◆ Records for this task ◆
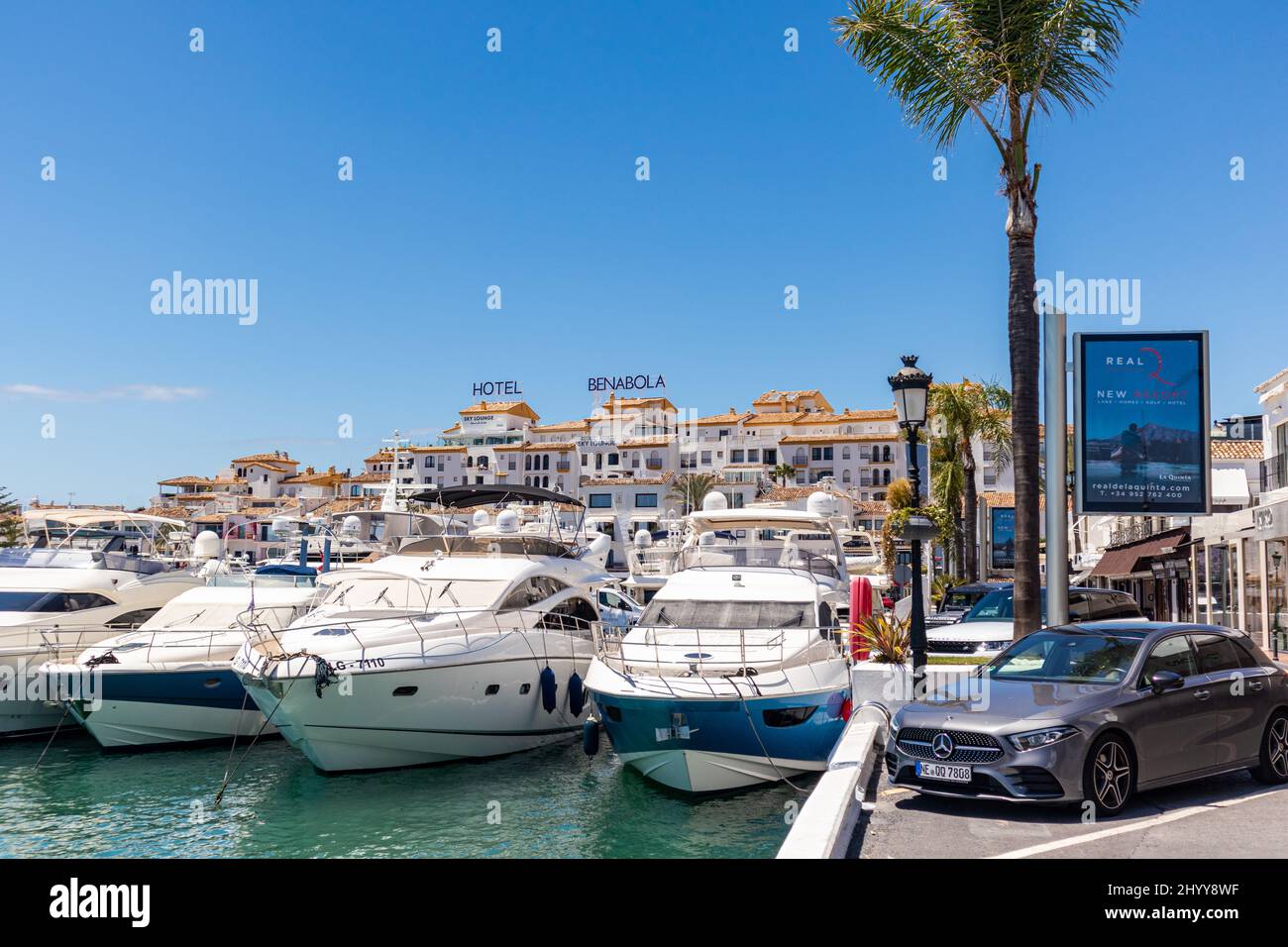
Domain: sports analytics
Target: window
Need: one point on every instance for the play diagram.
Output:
(531, 591)
(1170, 655)
(1113, 605)
(1216, 654)
(789, 716)
(51, 600)
(133, 618)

◆ Problem description ◆
Could you quote the lines above verbatim, without the picture?

◆ Result below ◆
Domain: sports analytics
Target: window
Need: one point on every instance for the play diagram.
Output:
(531, 591)
(1170, 655)
(1113, 605)
(1216, 654)
(789, 716)
(51, 600)
(133, 618)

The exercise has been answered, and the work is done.